Render the listing below, from its first line through the line containing "396, 177, 460, 325", as a JSON list of strings with one string per line and no blank lines. Leave out the pictures.

* **Image entries on named regions**:

%%

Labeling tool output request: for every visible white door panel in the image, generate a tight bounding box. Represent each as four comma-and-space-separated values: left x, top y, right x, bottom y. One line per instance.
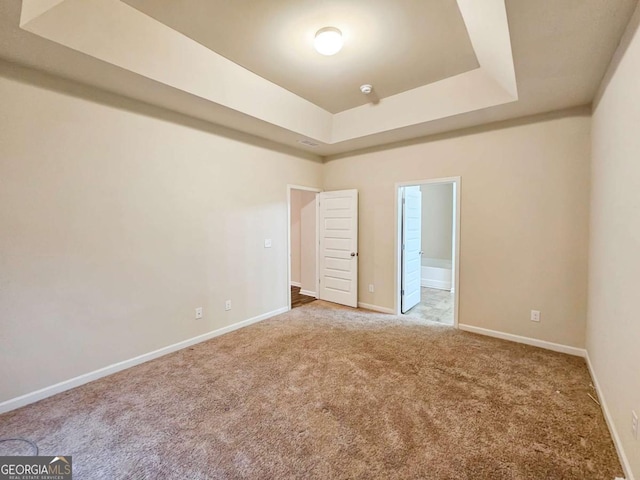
319, 190, 358, 307
401, 187, 422, 313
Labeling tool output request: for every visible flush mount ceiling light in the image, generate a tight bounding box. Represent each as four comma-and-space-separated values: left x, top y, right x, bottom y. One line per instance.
313, 27, 344, 55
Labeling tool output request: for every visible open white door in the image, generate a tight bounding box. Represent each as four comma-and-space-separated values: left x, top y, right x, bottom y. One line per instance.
400, 187, 422, 313
319, 190, 358, 307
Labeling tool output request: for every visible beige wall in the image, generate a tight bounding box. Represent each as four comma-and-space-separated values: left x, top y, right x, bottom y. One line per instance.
0, 63, 322, 401
587, 3, 640, 478
420, 183, 453, 265
291, 190, 302, 286
324, 109, 591, 347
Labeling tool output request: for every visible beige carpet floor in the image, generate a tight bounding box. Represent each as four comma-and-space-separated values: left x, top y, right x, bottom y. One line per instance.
0, 301, 622, 480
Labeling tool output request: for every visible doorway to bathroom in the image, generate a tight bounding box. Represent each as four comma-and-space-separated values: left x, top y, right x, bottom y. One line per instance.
396, 177, 460, 325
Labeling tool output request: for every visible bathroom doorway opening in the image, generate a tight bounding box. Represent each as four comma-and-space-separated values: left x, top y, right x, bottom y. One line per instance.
396, 177, 460, 326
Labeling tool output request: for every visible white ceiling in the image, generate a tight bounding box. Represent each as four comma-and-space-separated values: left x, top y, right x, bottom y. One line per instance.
123, 0, 478, 113
0, 0, 637, 155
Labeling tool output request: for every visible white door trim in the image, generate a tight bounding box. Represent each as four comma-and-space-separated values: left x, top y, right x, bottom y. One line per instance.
287, 184, 322, 311
393, 177, 461, 328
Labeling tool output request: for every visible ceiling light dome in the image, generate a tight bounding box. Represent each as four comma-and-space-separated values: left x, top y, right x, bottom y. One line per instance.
313, 27, 344, 55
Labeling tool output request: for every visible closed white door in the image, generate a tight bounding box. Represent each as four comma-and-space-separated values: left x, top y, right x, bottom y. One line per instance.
400, 187, 422, 313
319, 190, 358, 307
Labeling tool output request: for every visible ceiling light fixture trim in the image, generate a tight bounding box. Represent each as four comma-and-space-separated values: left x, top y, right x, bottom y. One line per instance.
313, 27, 344, 56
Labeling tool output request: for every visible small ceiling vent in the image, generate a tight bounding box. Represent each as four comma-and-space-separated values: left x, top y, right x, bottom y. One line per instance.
298, 138, 320, 147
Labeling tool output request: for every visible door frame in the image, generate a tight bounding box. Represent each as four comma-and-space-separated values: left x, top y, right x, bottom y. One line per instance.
287, 184, 323, 311
394, 177, 461, 328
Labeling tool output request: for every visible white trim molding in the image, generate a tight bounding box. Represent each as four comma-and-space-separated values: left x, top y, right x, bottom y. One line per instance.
358, 302, 396, 315
458, 323, 587, 357
585, 352, 634, 480
0, 307, 289, 414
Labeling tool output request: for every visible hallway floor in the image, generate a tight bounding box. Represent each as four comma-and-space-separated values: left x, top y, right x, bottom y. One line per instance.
405, 287, 453, 325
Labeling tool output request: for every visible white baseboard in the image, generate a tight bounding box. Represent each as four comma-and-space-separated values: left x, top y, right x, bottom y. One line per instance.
585, 352, 634, 480
0, 307, 289, 413
458, 323, 587, 357
358, 302, 396, 315
420, 278, 451, 291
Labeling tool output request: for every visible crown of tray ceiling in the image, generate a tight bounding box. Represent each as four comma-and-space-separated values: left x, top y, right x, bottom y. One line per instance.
20, 0, 518, 149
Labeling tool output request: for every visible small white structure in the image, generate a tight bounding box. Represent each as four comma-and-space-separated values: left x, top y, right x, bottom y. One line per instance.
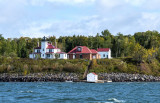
87, 73, 98, 83
29, 37, 67, 59
97, 48, 112, 59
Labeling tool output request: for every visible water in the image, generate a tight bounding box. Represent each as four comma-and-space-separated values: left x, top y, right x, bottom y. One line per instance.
0, 82, 160, 103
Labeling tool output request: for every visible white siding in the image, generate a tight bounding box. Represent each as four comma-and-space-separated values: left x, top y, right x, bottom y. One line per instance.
87, 73, 98, 82
59, 54, 67, 59
98, 50, 111, 59
41, 41, 48, 58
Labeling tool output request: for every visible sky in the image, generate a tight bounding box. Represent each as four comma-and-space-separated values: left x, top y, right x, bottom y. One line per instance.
0, 0, 160, 38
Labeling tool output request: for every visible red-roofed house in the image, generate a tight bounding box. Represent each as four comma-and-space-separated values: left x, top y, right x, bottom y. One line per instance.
97, 48, 112, 59
29, 37, 67, 59
68, 46, 100, 60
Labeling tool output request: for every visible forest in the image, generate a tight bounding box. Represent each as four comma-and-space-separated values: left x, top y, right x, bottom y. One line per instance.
0, 29, 160, 62
0, 30, 160, 76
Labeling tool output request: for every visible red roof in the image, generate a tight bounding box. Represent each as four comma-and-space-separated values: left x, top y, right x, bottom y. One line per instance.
34, 47, 41, 49
91, 49, 98, 54
57, 52, 67, 54
68, 46, 92, 54
97, 48, 110, 52
46, 43, 55, 49
92, 72, 97, 75
46, 52, 54, 54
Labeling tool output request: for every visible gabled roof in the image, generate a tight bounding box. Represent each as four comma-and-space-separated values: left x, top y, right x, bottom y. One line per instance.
68, 46, 92, 54
34, 47, 41, 49
57, 52, 67, 54
97, 48, 110, 52
91, 49, 98, 54
92, 72, 97, 75
46, 43, 55, 49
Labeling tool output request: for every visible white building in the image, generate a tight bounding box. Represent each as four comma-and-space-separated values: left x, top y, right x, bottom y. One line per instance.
87, 73, 98, 83
29, 37, 67, 59
97, 48, 112, 59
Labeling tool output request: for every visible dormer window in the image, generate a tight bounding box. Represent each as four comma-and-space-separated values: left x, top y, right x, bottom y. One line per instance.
77, 47, 82, 52
49, 49, 52, 53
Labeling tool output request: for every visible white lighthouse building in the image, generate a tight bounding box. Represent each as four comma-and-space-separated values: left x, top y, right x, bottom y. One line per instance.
29, 37, 67, 59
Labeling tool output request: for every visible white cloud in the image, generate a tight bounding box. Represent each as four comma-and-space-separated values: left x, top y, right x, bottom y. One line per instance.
30, 0, 95, 5
19, 22, 52, 37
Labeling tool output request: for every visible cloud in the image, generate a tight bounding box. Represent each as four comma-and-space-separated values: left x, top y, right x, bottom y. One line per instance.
0, 0, 160, 37
30, 0, 96, 6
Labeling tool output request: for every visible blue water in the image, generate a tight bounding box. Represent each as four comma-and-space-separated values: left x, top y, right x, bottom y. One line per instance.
0, 82, 160, 103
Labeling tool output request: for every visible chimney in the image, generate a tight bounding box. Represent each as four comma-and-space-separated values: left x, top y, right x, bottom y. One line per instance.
37, 41, 39, 47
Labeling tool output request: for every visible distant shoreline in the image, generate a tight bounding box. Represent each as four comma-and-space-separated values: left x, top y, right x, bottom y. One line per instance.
0, 73, 160, 82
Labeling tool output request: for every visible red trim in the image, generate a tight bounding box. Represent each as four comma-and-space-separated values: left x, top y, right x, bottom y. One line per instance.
97, 48, 110, 52
68, 46, 96, 54
57, 52, 67, 54
34, 47, 41, 49
91, 49, 98, 54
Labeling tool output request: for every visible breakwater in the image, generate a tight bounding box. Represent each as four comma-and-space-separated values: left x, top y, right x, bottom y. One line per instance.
0, 73, 160, 82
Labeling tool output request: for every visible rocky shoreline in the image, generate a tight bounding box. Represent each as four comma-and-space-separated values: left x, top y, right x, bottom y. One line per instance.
0, 73, 160, 82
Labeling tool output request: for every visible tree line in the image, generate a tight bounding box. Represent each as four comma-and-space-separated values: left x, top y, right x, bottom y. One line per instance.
0, 30, 160, 62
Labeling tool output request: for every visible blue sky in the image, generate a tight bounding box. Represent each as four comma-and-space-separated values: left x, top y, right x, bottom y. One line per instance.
0, 0, 160, 38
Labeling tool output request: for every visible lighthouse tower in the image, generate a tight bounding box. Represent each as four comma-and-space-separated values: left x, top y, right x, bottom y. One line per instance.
41, 36, 48, 58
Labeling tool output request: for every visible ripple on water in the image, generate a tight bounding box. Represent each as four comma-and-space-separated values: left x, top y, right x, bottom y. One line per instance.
108, 98, 125, 103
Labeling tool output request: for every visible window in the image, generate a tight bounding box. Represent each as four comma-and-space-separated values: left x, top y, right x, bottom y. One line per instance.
79, 54, 83, 59
37, 50, 40, 53
49, 49, 52, 53
77, 47, 81, 51
47, 54, 50, 58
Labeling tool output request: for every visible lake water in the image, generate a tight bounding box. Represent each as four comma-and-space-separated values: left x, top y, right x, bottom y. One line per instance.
0, 82, 160, 103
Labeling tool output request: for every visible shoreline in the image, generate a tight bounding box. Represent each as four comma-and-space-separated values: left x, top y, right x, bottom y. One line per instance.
0, 73, 160, 82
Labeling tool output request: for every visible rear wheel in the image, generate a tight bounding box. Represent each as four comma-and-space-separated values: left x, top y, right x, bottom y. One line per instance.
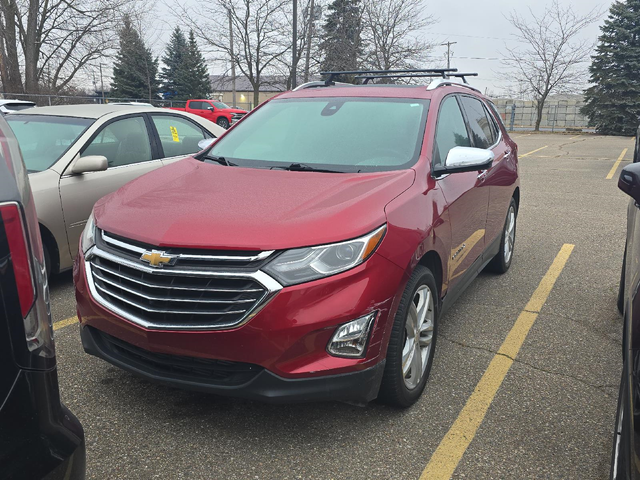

%%

* **RESPONSE TO THE TASK**:
[
  "Labeling tool output request: for every visible white door panel in the image, generate a tight bounding box. Represent each as four comma-and-space-separated values: left x, top y, right x, bottom y. One line per instance.",
  "319, 190, 358, 307",
  "401, 187, 422, 313",
  "Labeling tool output request: for every visible flush mount ceiling light in the image, generate a tight bounding box. Represent each as four comma-and-space-separated values: left x, top y, right x, bottom y. One line per instance.",
  "313, 27, 344, 55",
  "Labeling tool output request: for every visible open white door in the image, generate a tight bounding box. Represent each as four comma-and-space-separated values: left x, top y, right x, bottom y. One line per instance.",
  "400, 187, 422, 313",
  "319, 190, 358, 307",
  "Labeling tool output request: for every visible beige wall in the image, generate a tight bounding box. Represent each as four comma-and-space-separated values: left x, top y, right x, bottom y. One line per instance.",
  "0, 63, 322, 401",
  "587, 3, 640, 478",
  "420, 183, 453, 265",
  "291, 190, 302, 286",
  "324, 109, 591, 347",
  "Labeling tool output request: for every visible beige carpet floor in the image, generate a tight bounding box. Represent each as four comma-and-space-separated values: left x, top y, right x, bottom y. One line per instance.",
  "0, 301, 622, 480",
  "Labeling tool output request: for every visible doorway to bathroom in the image, generate a tight bounding box. Represent each as four comma-and-space-separated values: left x, top y, right x, bottom y. One line per instance.",
  "396, 177, 460, 325"
]